▶ PASSAGE
Thomas McKean was born in Chester County, Pennsylvania, the son of Letitia Finney and William McKean. His father was an innkeeper and a farmer, but after the death of his wife Letitia in 1742, William became an alcoholic and could not take care of his family. Eight-year-old Thomas was sent to board at the home of the founder of the New London Academy, Delaware’s first public school. George Read and John Dickinson would also attend this “free school,” and Read and McKean became good friends. When his education ended, in 1750 McKean moved in with his uncle, an affluent lawyer, and began to study law with Finney’s son. He was admitted to the Delaware bar in 1754 at the age of twenty. He then went abroad to study at the Middle Temple in London. On his return to America, he practiced law not only in Delaware but in Pennsylvania and New Jersey.

McKean was an ambitious man and by the age of 18 he had entered the political world of Delaware, becoming the recorder for the probate of wills in New Castle County. At 22 he was a deputy attorney general of Sussex County, and by 1765, a justice of the peace. He was elected to the Delaware legislature in 1762, and served until 1779. He was a member of the colony’s “country party,” the minority party made up primarily of Scotch-Irish residents. Unlike the dominant “court party,” McKean’s group were early supporters of resistance to Britain rather than reconciliation. His political affiliation set him in opposition to his old friend George Read and made him an ally of Caesar Rodney.

McKean attended the Stamp Act Congress in 1765. Here his radicalism set him at odds with the more cautious members who did not want to sign the Congress’s Memorial of Rights and Grievances. He challenged Timothy Ruggles, the president of the Congress so vigorously that his opponent challenged him to a duel. Fortunately, Ruggles left the next morning and no duel took place.

McKean helped to organize Delaware’s resistance to the Townshend Acts only a few years later. He would lead Delaware’s movement to declare independence from Britain a few weeks before the Continental Congress issued its Declaration. Although by 1776 McKean was living in Philadelphia, he was elected to serve as a Delaware delegate to the Second Continental Congress. Here, the always observant John Adams described him as “one of the three men in the Continental Congress who appeared to me to see more clearly to the end of the business than any others in the body.”

Although McKean’s two Delaware colleagues signed the Declaration of Independence, on August 2, McKean seemed to have been absent when this signing took place. In 1796 he challenged the idea that he had not signed when the other delegates did. “[T]he fact is,” he insisted, “that I was a member of congress for the state of Delaware, was personally present in congress, and voted in favor of independence on the 4th of July 1776, and signed the declaration after it had been engrossed on parchment, where my name, in my own hand writing, still appears.” Despite this, most historians believe that he, along with five other delegates, did not sign until months—or, in his case, years— following the August date.

McKean had likely left the Congress before the August signing to join the Pennsylvania militia as a colonel. He was with Washington’s army when it failed to successfully defend New York from a British takeover.

Meanwhile, the conservatives in the Delaware General Assembly refused to reelect McKean or Rodney to the Continental Congress in October of 1776. But by 1777, McKean was once again a delegate and he helped draft the Articles of Confederation. He served in Congress until 1781.

▶ GIVEN RECORDS
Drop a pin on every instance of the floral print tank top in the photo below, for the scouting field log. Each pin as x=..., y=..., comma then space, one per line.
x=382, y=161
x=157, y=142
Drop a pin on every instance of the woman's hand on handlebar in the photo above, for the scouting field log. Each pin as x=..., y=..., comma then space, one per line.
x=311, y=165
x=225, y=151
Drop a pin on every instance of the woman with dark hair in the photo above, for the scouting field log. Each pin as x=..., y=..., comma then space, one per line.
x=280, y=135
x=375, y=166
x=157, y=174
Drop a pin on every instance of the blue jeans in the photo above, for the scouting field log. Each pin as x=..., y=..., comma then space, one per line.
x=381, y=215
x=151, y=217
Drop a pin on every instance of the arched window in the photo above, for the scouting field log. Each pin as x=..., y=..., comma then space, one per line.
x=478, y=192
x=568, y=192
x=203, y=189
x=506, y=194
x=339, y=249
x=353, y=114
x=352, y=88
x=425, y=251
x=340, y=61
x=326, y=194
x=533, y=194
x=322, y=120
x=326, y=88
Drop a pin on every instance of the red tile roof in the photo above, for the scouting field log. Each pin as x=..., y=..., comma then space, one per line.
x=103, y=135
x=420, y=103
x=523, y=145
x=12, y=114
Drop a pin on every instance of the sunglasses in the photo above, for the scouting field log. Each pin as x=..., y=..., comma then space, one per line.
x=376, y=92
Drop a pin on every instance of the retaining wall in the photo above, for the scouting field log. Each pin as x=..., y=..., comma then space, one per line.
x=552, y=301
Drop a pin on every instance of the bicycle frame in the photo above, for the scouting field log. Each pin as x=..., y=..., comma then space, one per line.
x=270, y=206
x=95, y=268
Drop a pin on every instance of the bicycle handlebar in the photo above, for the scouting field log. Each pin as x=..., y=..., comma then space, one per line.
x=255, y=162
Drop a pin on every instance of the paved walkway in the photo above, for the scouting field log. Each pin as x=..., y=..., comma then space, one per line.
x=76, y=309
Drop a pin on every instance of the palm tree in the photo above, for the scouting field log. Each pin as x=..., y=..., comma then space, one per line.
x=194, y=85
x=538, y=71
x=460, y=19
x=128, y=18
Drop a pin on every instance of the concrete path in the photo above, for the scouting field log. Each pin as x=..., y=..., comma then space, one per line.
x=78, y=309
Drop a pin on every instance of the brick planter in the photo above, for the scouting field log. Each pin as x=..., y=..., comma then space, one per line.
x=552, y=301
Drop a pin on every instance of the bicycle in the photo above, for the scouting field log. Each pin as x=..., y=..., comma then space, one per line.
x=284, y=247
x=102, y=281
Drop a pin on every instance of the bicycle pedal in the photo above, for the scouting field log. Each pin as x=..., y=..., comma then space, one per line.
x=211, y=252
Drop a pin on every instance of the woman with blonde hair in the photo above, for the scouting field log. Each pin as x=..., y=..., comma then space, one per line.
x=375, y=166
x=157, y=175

▶ REQUIRED WORK
A – Rewrite the paragraph of the McKean passage that begins "McKean attended the Stamp Act Congress" in a shorter form that keeps its main facts.
B – Write out the McKean passage again, starting with "McKean had likely" and going on through "a British takeover.", substituting "captain" for "colonel".

▶ ANSWERS PER TASK
A – In 1765 McKean attended the Stamp Act Congress, where his radicalism put him at odds with cautious members who did not want to sign the Memorial of Rights and Grievances. He challenged the Congress's president, Timothy Ruggles, so vigorously that Ruggles challenged him to a duel. Ruggles left the next morning, so no duel took place.

B –
McKean had likely left the Congress before the August signing to join the Pennsylvania militia as a captain. He was with Washington’s army when it failed to successfully defend New York from a British takeover.